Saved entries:
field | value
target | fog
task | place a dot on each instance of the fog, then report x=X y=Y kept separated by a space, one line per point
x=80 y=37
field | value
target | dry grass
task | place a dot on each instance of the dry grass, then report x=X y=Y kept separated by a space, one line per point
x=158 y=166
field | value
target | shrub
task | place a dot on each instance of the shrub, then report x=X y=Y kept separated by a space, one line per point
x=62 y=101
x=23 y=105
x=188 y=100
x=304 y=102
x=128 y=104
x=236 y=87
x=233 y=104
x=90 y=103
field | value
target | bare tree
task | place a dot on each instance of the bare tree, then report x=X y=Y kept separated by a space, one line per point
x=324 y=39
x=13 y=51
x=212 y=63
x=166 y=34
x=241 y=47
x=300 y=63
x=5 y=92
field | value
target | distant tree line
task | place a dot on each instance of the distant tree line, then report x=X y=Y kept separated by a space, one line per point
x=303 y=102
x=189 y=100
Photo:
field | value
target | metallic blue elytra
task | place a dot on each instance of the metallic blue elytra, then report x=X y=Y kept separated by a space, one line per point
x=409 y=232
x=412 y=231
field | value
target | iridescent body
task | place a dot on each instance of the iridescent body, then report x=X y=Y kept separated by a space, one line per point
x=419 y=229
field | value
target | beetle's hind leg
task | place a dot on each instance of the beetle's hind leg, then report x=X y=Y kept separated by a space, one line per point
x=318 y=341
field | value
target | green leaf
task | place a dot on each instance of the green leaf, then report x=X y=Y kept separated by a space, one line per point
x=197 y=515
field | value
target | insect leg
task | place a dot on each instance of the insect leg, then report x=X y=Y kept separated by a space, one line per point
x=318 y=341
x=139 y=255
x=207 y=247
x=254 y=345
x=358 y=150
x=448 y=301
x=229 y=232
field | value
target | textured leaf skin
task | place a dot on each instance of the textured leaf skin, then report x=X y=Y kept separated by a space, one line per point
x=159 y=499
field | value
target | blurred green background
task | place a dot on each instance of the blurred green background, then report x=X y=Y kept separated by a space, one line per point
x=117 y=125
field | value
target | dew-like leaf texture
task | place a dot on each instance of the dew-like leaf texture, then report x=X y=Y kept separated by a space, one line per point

### Task details
Return each line above precisely as written.

### The completed task
field | value
target | fog
task | place a dot on each instance of the fog, then report x=X y=Y kept separated by a space, one line per point
x=80 y=37
field | value
target | dry grass
task | place a dot on each instance of the dry grass, then report x=X y=Y kept separated by a space, one line per point
x=158 y=166
field | value
target | shrub
task | place a dot on each instance of the shrub, then report x=X y=Y kept separated by a space, one line per point
x=62 y=101
x=23 y=105
x=188 y=100
x=304 y=102
x=128 y=104
x=236 y=87
x=233 y=104
x=90 y=103
field | value
target | bare tree
task | place a dot on each instance of the bare tree, then report x=X y=Y kept separated by a space, one line per point
x=324 y=39
x=13 y=51
x=212 y=63
x=166 y=34
x=241 y=47
x=300 y=63
x=5 y=92
field | value
target | distant tree line
task | place a dot on each instance of the distant tree line, then report x=X y=Y kept separated by a space, one line per point
x=303 y=102
x=189 y=100
Photo:
field | value
target | metallic blue elytra
task | place a dot on each instance of the metallic blue elytra, then report x=X y=Y kept separated by a space, one line per point
x=409 y=232
x=412 y=231
field | value
target | iridescent body
task | place a dot on each instance of the iridescent body, then report x=X y=Y kept separated by a space, one line per point
x=419 y=229
field | value
target | beetle's hind leg
task | place a dot on each instance of the beetle's hind leg, then report x=X y=Y kept separated by a space, one line per point
x=318 y=341
field | value
target | green leaf
task | place a dot on each instance of the green leaf, then report x=X y=Y kept separated by a space, one line per point
x=197 y=515
field | value
target | insect leg
task | place a dot on each instance of the insect leg, then report x=X y=Y kept separated by a space, one line per point
x=318 y=341
x=139 y=255
x=207 y=247
x=254 y=345
x=358 y=150
x=448 y=301
x=229 y=232
field | value
target | textured leaf skin
task | place a dot on each instance of the textured leaf skin, then report x=X y=Y kept separated by a space, one line per point
x=159 y=499
field | value
target | blurred green background
task | place a dot on each instance of the blurred green background, then report x=X y=Y kept separated by a space, one line per point
x=117 y=125
field | value
target | dew-like leaf texture
task | place a dot on each instance of the dew-like leaf texture, then report x=X y=Y kept separated by a space, one line per point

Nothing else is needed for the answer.